▸ Material
══════════════════════════════

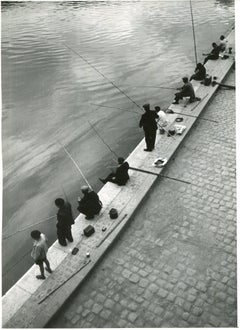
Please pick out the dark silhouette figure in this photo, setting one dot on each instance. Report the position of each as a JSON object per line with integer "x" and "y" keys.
{"x": 39, "y": 252}
{"x": 90, "y": 204}
{"x": 65, "y": 221}
{"x": 214, "y": 55}
{"x": 149, "y": 125}
{"x": 121, "y": 176}
{"x": 223, "y": 43}
{"x": 200, "y": 72}
{"x": 185, "y": 90}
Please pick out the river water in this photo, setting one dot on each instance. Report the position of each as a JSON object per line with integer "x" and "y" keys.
{"x": 48, "y": 92}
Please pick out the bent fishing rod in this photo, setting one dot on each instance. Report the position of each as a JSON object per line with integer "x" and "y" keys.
{"x": 105, "y": 77}
{"x": 193, "y": 30}
{"x": 112, "y": 151}
{"x": 134, "y": 168}
{"x": 76, "y": 165}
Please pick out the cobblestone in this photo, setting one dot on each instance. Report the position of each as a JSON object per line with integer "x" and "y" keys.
{"x": 182, "y": 272}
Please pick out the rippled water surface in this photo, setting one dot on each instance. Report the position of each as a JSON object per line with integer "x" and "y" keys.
{"x": 48, "y": 92}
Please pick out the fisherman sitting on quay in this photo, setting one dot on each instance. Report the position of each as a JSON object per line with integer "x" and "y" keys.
{"x": 120, "y": 177}
{"x": 65, "y": 221}
{"x": 39, "y": 252}
{"x": 90, "y": 204}
{"x": 148, "y": 122}
{"x": 200, "y": 72}
{"x": 223, "y": 43}
{"x": 214, "y": 55}
{"x": 185, "y": 91}
{"x": 162, "y": 120}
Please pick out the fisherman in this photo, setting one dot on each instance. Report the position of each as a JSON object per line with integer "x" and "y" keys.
{"x": 200, "y": 72}
{"x": 223, "y": 43}
{"x": 65, "y": 221}
{"x": 120, "y": 177}
{"x": 90, "y": 204}
{"x": 39, "y": 252}
{"x": 214, "y": 55}
{"x": 185, "y": 90}
{"x": 162, "y": 121}
{"x": 148, "y": 122}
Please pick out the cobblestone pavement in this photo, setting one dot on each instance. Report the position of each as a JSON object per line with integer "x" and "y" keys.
{"x": 175, "y": 264}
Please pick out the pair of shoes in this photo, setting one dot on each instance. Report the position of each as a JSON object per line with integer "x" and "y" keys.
{"x": 40, "y": 277}
{"x": 48, "y": 270}
{"x": 102, "y": 180}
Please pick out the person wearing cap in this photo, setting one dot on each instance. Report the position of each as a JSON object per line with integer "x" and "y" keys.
{"x": 214, "y": 55}
{"x": 120, "y": 177}
{"x": 39, "y": 252}
{"x": 162, "y": 120}
{"x": 223, "y": 43}
{"x": 185, "y": 90}
{"x": 90, "y": 204}
{"x": 200, "y": 72}
{"x": 65, "y": 221}
{"x": 149, "y": 125}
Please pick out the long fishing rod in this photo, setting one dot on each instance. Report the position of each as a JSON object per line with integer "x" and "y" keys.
{"x": 107, "y": 106}
{"x": 103, "y": 140}
{"x": 25, "y": 228}
{"x": 76, "y": 165}
{"x": 157, "y": 174}
{"x": 99, "y": 72}
{"x": 156, "y": 87}
{"x": 187, "y": 115}
{"x": 194, "y": 39}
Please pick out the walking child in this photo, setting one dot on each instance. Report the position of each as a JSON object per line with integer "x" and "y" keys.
{"x": 39, "y": 252}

══════════════════════════════

▸ Task goal
Copy the material above word for word, including every line of coordinates, and leave out the picture.

▸ The reply
Please pick out the dark silhouette figure in this photo, setting one dot on each instance. Report the position of each as a JSON object per line with integer "x" and "y" keys.
{"x": 39, "y": 252}
{"x": 90, "y": 204}
{"x": 65, "y": 221}
{"x": 214, "y": 55}
{"x": 149, "y": 125}
{"x": 121, "y": 176}
{"x": 223, "y": 43}
{"x": 200, "y": 72}
{"x": 185, "y": 90}
Please pick out the river water in this photo, setting one dot on each instance. Report the position of each as a JSON object per line with integer "x" and "y" keys.
{"x": 48, "y": 92}
Please pick out the bent fishing rod in this photo, setting one dot on each instance. Report the position of each as a JSON object per line with integer "x" and "y" keys.
{"x": 105, "y": 77}
{"x": 193, "y": 30}
{"x": 112, "y": 151}
{"x": 134, "y": 168}
{"x": 76, "y": 165}
Please pick out the cobblestone in this photo, setting one dot on each instance. Report the position of each as a JSON object per line with integer "x" and "y" keys.
{"x": 182, "y": 272}
Please pick out the rippled water surface in this photo, setting one dot on each instance. Report the position of each as a JSON object per line with integer "x" and "y" keys.
{"x": 48, "y": 92}
Please pick out the fisherman sitting on quay in this photo, setting one dot on each instance. Report the position of each as a JSON object per line with integer "x" and "y" keys.
{"x": 120, "y": 177}
{"x": 65, "y": 221}
{"x": 39, "y": 252}
{"x": 90, "y": 204}
{"x": 148, "y": 122}
{"x": 200, "y": 72}
{"x": 223, "y": 43}
{"x": 214, "y": 55}
{"x": 185, "y": 91}
{"x": 162, "y": 120}
Please pick out the fisherman in this photo, setting one dot on each instance. Report the position of each as a JSON object per line with integer "x" and "y" keys.
{"x": 200, "y": 72}
{"x": 223, "y": 43}
{"x": 65, "y": 221}
{"x": 120, "y": 177}
{"x": 90, "y": 204}
{"x": 39, "y": 252}
{"x": 214, "y": 55}
{"x": 185, "y": 90}
{"x": 162, "y": 121}
{"x": 148, "y": 122}
Please pick out the cobblestone pavement in this photo, setting one dot on each instance. Report the position of each as a JSON object per line with integer "x" and "y" keys.
{"x": 175, "y": 264}
Please pick out the pair of shoes in this photo, setting one dot on each instance. Report the position of each as a JSON object per line with integer "x" and "y" keys.
{"x": 40, "y": 277}
{"x": 48, "y": 270}
{"x": 102, "y": 180}
Please pick out the person wearing cap in this photo, setting one dot on each instance. Report the position of each as a JSON object per line with integer "x" and "y" keys.
{"x": 214, "y": 55}
{"x": 120, "y": 177}
{"x": 39, "y": 252}
{"x": 162, "y": 120}
{"x": 223, "y": 43}
{"x": 185, "y": 90}
{"x": 90, "y": 204}
{"x": 200, "y": 72}
{"x": 65, "y": 221}
{"x": 149, "y": 125}
Please pick out the long fishing rod in this photo, setting one dot on each instance. Report the position of each as a JSON object per line with integer "x" and "y" keys.
{"x": 107, "y": 106}
{"x": 103, "y": 140}
{"x": 25, "y": 228}
{"x": 76, "y": 165}
{"x": 157, "y": 174}
{"x": 99, "y": 72}
{"x": 156, "y": 87}
{"x": 187, "y": 115}
{"x": 194, "y": 39}
Please pick out the walking child in this photo, setting one dot on each instance. Report the position of each as a JSON object per line with integer "x" and "y" keys.
{"x": 39, "y": 252}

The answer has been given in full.